Task description: Search the records for the string "below", then copy each line that has it.

_ _ _ _

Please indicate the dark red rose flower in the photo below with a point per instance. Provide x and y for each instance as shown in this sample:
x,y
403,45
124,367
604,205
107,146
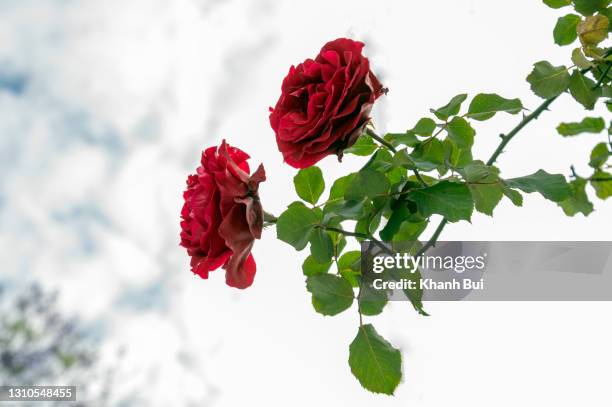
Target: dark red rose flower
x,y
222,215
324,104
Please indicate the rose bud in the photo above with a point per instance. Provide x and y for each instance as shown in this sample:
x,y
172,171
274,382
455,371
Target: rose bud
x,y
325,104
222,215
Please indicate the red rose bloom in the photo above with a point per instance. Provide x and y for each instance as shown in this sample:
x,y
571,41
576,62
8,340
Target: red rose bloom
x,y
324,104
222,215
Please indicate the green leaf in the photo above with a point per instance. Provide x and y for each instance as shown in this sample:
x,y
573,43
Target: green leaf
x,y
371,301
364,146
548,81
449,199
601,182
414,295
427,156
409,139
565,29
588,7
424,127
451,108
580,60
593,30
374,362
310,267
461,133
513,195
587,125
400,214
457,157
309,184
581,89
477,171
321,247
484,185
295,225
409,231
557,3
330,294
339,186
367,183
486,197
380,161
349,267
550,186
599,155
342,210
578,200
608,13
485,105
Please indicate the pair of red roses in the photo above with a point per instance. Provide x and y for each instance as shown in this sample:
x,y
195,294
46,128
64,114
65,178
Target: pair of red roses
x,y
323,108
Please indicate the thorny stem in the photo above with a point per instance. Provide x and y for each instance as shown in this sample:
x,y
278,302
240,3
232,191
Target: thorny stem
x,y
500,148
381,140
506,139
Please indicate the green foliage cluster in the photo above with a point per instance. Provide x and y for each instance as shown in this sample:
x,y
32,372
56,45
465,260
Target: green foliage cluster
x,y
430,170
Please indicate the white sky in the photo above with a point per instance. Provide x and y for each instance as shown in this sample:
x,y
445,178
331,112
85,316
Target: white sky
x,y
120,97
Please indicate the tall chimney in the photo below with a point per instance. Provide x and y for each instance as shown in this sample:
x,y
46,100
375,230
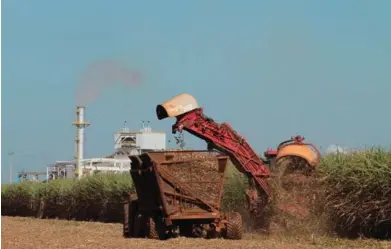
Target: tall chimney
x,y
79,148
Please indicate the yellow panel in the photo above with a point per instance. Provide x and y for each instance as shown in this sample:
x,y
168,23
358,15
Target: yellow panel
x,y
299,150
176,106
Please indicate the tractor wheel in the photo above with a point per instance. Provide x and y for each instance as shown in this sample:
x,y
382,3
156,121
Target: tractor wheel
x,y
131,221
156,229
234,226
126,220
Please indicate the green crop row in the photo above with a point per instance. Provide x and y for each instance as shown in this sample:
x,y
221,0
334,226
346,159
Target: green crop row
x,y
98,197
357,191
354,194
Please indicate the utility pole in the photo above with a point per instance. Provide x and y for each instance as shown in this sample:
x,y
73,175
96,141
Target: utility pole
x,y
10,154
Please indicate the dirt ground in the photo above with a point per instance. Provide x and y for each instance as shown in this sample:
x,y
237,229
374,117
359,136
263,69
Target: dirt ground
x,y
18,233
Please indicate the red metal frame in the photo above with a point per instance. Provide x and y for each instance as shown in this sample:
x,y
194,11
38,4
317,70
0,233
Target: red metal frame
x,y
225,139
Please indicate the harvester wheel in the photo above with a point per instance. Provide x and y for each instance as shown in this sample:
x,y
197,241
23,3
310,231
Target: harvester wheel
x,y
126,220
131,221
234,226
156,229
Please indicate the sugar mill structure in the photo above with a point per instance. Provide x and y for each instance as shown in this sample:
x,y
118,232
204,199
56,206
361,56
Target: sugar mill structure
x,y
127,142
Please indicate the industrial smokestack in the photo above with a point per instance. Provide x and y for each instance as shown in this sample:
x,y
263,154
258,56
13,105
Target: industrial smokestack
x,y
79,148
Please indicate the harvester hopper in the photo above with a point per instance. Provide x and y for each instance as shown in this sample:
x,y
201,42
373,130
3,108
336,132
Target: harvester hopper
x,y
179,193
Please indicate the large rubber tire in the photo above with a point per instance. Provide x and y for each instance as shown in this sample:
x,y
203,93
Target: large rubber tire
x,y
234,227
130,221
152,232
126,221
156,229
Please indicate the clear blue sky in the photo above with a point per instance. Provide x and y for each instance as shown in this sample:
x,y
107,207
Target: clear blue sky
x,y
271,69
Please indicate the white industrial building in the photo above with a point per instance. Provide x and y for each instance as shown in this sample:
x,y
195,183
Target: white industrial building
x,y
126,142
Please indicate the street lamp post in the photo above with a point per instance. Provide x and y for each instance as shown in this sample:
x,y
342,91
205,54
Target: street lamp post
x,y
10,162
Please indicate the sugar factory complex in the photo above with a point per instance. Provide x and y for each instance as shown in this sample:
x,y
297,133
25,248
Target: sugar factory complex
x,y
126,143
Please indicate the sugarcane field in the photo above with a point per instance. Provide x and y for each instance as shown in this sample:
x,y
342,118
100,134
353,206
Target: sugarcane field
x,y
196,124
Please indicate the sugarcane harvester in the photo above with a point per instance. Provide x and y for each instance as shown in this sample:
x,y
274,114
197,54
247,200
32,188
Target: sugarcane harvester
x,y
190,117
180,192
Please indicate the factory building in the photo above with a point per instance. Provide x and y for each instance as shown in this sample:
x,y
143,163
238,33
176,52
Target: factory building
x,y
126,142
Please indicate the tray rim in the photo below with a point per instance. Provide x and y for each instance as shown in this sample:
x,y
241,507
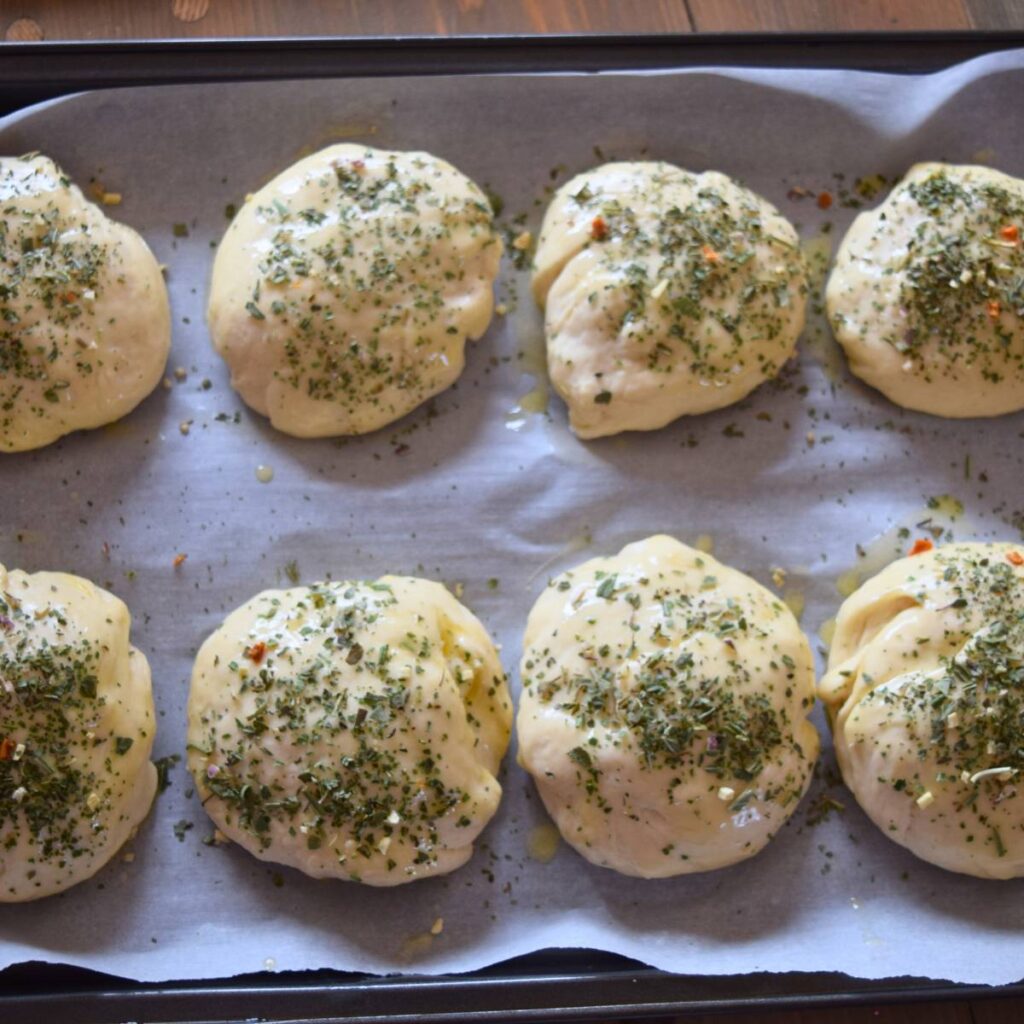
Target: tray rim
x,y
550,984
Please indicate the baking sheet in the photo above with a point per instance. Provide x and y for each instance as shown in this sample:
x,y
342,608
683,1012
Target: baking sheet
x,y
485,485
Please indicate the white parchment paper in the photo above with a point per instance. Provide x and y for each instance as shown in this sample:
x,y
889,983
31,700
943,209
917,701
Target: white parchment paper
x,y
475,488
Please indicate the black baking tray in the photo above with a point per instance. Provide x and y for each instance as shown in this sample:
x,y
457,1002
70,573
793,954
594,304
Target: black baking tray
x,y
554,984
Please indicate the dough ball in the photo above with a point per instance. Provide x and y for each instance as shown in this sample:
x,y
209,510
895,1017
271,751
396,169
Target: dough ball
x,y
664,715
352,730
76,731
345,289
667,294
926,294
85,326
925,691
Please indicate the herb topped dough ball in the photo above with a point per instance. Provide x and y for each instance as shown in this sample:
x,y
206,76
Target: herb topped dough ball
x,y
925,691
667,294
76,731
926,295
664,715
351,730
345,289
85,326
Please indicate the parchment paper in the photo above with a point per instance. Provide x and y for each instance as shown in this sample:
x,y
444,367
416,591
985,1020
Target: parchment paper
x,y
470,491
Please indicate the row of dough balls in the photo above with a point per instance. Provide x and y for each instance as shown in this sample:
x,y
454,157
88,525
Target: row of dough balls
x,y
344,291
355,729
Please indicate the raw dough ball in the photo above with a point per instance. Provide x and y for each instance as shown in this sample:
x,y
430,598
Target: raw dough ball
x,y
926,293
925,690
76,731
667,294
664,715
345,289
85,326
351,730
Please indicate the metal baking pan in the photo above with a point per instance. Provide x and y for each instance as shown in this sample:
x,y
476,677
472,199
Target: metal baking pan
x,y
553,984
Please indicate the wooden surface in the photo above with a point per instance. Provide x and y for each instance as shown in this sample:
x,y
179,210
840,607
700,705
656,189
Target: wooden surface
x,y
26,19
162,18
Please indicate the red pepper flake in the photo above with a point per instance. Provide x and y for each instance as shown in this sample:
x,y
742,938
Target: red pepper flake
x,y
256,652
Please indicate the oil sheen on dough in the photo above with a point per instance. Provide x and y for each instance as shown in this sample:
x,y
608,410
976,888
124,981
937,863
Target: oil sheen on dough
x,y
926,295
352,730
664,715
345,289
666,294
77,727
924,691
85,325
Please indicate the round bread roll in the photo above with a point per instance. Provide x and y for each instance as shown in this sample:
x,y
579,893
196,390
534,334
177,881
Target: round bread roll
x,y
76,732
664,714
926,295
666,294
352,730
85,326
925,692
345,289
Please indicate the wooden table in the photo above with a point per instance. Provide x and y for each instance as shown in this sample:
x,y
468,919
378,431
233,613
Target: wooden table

_ _ _ _

Answer to the exercise:
Please indicate the dark red rose flower in the photo below with a point per instance. Provide x and y for each instance as shown in this sample:
Please indicate the tall chimney in the photo below with a point per instance. Provide x and y for each instance as shown in this sample:
Please indicate the tray rim in the photo below with a point per instance. Provide x and y for each instance as shown in this sample:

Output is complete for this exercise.